** Data supplied follows **
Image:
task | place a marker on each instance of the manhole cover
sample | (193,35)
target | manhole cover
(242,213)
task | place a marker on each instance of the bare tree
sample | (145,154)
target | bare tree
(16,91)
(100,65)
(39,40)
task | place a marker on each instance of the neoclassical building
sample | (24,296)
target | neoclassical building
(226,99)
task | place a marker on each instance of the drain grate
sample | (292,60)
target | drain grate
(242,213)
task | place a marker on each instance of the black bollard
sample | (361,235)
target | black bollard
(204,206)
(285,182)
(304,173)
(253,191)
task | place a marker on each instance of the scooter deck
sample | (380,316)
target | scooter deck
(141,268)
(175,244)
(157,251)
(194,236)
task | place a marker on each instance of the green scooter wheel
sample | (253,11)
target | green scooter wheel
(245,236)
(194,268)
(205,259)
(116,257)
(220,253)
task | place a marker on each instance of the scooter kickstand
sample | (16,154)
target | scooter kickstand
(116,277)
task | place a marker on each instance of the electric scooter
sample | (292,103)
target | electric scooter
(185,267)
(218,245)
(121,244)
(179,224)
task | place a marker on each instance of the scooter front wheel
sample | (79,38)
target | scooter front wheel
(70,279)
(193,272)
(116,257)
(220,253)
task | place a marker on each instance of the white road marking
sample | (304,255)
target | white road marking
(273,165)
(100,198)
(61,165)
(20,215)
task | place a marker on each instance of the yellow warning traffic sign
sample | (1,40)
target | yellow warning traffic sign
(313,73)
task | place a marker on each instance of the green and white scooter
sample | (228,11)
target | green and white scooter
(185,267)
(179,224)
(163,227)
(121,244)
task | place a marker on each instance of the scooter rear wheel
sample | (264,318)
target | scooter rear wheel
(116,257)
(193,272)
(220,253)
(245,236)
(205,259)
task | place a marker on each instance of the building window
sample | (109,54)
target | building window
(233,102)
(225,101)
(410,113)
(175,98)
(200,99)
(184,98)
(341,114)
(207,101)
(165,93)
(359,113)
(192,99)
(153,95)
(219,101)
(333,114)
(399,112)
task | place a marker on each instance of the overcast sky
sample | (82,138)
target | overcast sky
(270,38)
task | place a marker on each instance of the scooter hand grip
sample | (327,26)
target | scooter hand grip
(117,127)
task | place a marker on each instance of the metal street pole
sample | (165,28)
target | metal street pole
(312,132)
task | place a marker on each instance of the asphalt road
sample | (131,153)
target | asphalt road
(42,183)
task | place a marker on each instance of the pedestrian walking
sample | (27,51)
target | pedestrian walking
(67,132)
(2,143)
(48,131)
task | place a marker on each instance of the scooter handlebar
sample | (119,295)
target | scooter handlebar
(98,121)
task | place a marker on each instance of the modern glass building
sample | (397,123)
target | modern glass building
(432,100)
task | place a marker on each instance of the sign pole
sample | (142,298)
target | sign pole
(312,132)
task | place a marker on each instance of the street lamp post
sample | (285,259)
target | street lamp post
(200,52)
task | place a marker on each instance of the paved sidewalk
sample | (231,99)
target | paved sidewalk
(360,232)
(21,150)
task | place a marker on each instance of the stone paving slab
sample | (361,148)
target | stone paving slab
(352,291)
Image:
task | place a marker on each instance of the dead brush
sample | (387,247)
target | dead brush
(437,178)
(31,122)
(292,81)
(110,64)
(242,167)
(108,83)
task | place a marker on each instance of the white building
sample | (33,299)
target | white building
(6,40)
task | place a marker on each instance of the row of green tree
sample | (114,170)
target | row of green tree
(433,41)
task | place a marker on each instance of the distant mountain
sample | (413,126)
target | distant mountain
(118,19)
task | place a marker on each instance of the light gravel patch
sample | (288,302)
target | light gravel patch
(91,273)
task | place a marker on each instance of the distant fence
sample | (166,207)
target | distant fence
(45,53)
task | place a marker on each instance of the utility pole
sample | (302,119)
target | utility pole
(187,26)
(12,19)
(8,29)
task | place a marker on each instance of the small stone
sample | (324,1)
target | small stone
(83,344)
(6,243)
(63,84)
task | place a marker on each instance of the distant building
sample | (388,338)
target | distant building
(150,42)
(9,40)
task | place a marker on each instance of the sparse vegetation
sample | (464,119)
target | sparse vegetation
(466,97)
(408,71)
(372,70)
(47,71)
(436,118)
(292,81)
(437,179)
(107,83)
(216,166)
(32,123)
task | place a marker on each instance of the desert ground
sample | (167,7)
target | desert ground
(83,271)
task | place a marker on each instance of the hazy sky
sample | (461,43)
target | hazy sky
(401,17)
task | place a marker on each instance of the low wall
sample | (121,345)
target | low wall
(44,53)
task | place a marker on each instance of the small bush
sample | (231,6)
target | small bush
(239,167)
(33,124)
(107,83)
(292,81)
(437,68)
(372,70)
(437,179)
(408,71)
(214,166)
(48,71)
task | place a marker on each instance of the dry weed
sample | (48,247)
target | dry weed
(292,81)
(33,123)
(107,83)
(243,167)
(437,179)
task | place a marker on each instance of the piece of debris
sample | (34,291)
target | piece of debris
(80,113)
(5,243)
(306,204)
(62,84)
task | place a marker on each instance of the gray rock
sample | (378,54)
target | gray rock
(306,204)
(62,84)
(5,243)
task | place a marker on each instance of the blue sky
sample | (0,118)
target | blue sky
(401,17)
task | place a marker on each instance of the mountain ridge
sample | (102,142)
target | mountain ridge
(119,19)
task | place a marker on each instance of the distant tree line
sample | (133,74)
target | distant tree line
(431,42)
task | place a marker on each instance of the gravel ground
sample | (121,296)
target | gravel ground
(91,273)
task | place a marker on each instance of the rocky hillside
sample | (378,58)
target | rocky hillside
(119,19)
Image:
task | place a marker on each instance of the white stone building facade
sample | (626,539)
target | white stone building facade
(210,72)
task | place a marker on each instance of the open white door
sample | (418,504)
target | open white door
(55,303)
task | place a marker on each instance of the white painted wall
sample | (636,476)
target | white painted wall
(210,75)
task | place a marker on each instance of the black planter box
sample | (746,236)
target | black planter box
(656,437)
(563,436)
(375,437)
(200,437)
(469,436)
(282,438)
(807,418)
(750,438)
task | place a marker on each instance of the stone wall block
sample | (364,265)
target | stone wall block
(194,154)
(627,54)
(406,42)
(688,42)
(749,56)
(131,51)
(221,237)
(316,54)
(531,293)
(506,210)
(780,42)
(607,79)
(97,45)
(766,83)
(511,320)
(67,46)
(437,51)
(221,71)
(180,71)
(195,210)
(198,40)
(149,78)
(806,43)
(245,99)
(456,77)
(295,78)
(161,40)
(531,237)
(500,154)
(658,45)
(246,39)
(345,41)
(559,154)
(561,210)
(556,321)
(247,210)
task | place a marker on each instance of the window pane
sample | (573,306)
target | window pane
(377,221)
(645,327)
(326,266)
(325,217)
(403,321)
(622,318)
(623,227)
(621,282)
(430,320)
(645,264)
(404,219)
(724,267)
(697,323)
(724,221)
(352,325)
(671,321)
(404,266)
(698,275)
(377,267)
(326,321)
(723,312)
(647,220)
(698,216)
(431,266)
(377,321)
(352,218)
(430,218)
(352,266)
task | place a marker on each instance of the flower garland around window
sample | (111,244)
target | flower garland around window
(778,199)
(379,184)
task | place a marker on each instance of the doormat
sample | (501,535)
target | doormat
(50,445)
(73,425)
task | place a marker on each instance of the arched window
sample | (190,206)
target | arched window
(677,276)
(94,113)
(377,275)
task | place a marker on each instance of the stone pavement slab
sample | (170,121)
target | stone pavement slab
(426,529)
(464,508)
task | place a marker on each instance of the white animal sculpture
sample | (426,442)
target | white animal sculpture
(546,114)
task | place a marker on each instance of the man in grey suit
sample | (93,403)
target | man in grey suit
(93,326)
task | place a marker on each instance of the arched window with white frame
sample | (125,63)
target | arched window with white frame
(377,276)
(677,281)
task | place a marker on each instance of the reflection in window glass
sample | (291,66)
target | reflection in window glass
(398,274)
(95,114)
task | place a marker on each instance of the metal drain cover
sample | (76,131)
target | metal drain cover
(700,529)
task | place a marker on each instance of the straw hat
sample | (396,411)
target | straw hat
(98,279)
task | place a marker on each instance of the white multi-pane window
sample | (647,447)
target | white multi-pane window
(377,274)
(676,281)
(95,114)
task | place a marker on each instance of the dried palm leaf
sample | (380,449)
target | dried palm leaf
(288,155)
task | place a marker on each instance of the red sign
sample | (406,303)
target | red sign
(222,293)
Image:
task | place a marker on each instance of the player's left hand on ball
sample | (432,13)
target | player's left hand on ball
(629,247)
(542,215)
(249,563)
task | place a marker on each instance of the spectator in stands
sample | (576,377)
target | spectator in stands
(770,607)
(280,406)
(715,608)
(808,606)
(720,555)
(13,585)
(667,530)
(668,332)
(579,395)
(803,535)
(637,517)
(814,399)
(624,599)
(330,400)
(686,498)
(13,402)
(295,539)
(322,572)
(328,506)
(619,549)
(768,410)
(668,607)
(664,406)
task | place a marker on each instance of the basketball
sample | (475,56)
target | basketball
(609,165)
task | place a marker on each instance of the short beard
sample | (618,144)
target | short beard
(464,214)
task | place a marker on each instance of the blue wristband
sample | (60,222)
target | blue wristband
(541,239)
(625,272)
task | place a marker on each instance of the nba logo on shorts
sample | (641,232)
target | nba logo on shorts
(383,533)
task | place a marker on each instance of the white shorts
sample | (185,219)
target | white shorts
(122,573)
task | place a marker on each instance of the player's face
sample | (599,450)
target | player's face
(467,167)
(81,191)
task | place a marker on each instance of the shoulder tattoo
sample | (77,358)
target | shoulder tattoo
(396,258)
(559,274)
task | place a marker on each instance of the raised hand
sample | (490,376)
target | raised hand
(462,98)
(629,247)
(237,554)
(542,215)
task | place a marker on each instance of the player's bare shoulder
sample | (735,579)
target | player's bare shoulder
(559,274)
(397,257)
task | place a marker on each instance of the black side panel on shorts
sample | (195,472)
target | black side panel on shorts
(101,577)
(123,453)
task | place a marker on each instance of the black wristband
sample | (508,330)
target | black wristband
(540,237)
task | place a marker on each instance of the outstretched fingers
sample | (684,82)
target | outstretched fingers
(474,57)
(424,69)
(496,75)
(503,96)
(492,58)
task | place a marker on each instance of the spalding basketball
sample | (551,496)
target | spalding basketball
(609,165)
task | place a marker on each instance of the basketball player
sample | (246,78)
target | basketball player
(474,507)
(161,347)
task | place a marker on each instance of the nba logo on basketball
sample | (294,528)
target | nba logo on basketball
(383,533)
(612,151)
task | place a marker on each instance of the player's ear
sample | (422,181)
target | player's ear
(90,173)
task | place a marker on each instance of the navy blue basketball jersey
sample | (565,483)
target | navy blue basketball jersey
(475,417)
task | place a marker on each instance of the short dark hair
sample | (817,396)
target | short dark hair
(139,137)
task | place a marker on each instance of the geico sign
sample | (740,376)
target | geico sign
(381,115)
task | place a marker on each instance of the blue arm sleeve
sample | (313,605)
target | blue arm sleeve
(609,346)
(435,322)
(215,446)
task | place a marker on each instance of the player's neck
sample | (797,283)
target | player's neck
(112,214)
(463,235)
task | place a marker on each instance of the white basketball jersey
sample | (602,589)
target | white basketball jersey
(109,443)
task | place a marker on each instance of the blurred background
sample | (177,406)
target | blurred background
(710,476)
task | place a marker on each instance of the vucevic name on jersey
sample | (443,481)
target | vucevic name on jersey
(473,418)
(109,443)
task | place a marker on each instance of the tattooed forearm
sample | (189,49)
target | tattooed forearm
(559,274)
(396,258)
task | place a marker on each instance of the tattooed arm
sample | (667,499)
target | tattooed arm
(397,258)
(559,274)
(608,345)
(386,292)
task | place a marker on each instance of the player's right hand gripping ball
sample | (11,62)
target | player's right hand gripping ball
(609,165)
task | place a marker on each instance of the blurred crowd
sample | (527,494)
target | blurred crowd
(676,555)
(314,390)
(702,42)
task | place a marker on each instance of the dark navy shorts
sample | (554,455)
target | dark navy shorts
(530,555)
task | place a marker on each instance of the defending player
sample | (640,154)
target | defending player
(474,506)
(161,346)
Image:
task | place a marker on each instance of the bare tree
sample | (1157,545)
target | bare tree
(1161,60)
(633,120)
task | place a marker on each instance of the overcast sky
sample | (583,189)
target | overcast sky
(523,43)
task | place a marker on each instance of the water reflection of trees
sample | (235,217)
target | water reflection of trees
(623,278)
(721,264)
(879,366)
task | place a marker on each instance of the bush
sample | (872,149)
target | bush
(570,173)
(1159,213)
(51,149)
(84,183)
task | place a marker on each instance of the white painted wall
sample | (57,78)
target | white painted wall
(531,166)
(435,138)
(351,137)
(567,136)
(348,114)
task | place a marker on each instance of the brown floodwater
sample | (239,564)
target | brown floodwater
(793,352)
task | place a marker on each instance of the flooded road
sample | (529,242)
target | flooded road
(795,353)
** End of Data supplied **
▸ **To do**: Would you print exactly, and only, the lines of the data above from the line with "sample | (361,235)" through the line with "sample | (304,255)", inclusive?

▸ **Response area**:
sample | (361,235)
target | black bollard
(204,206)
(285,182)
(304,173)
(253,191)
task | place a marker on each instance of the scooter deck
sample | (380,316)
target | scooter deck
(141,268)
(175,244)
(157,251)
(194,236)
task | place a marker on each instance of the green scooter wheel
sample | (253,11)
target | green scooter wheel
(245,236)
(194,268)
(205,259)
(116,257)
(220,253)
task | place a marker on each instance of the scooter kickstand
sample | (16,154)
target | scooter kickstand
(116,277)
task | place a marker on each instance of the electric scooter
sample | (292,103)
target | electric scooter
(185,267)
(218,245)
(121,244)
(179,224)
task | place a marker on each instance of the scooter front wheel
sample | (79,38)
target | scooter front wheel
(70,279)
(193,272)
(116,257)
(220,253)
task | place a marker on each instance of the white road marking
sample | (304,255)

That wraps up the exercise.